──────── 提示本文 ────────

近ごろの日本はイノベーション流行りである。イノベーションが名称に含まれる組織、プロジェクト、会合が数限りなく誕生している。例えば、かつて「総合科学技術会議」と呼ばれていた国の機関は、2014年に「総合科学技術・イノベーション会議」と改称された。

 ところがイノベーションに関する議論は、かみ合わないことが多い。人によってイノベーションの定義やイメージがばらばらだからである。

ノーベル賞から割符販売まで

 例えば2016年に開催された日仏国際フォーラム「Innovation Beyond Technique」において、駐日EU代表部のレオニダス・カラピペリス(Leonidas Karapiperis)は、講演の冒頭をこう始めた。「イノベーションとは何か。すべての言語で、それは同じ意味で理解されているか」。そして違和感をこう表明する。「日本ではイノベーションというと、みんな技術の話ばかりしている」。

──────── 資料抜粋 ────────

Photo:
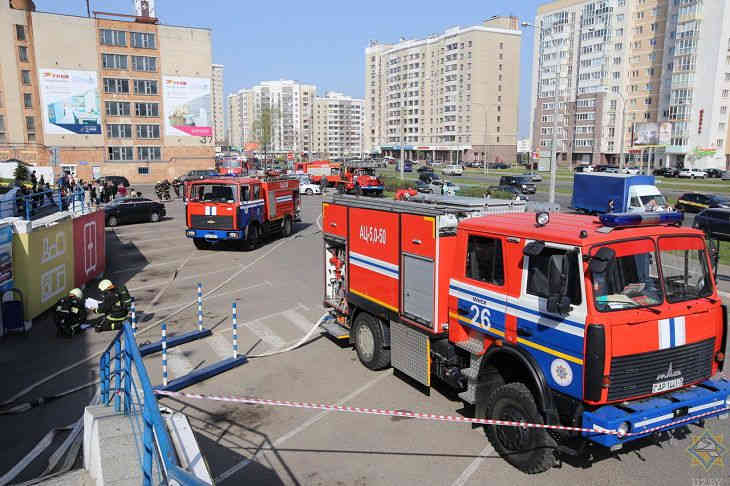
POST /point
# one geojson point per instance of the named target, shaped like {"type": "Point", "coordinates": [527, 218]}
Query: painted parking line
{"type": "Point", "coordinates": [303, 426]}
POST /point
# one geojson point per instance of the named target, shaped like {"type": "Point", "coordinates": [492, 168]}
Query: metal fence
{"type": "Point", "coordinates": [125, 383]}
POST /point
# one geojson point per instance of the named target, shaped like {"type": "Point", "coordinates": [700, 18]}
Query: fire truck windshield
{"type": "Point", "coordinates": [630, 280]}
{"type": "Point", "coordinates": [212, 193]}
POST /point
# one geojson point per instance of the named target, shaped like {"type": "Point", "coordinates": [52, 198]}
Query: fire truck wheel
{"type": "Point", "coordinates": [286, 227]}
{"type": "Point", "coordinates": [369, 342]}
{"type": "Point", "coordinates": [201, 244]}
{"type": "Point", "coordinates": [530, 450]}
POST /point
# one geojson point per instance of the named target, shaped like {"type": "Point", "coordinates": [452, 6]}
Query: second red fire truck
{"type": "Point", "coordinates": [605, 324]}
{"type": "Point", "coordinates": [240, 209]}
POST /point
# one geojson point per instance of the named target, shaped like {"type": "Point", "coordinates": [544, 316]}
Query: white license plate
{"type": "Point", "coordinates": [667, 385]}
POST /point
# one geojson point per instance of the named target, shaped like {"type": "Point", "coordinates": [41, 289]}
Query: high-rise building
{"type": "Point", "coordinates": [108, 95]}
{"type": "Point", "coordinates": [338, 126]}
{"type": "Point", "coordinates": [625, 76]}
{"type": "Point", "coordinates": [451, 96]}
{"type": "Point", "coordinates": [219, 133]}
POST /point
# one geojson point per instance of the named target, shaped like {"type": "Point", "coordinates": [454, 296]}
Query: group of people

────────

問題と課題
**1.** 本文に基づき、次の問いに答えてください。
(a) 2014年に改称された国の機関の新しい名称は何ですか。
(b) イノベーションに関する議論がかみ合わないことが多いのはなぜですか。
(c) 2016年に開催された日仏国際フォーラムの名称は何ですか。
**2.** 本文の「近ごろの日本はイノベーション」から「ージがばらばらだからである。」までを、「組織」を「団体」に差し替えて書き直してください。

各課題の解答
**1.**
(a) 「総合科学技術・イノベーション会議」です。
(b) 人によってイノベーションの定義やイメージがばらばらだからです。
(c) 「Innovation Beyond Technique」です。

**2.**
近ごろの日本はイノベーション流行りである。イノベーションが名称に含まれる団体、プロジェクト、会合が数限りなく誕生している。例えば、かつて「総合科学技術会議」と呼ばれていた国の機関は、2014年に「総合科学技術・イノベーション会議」と改称された。

 ところがイノベーションに関する議論は、かみ合わないことが多い。人によってイノベーションの定義やイメージがばらばらだからである。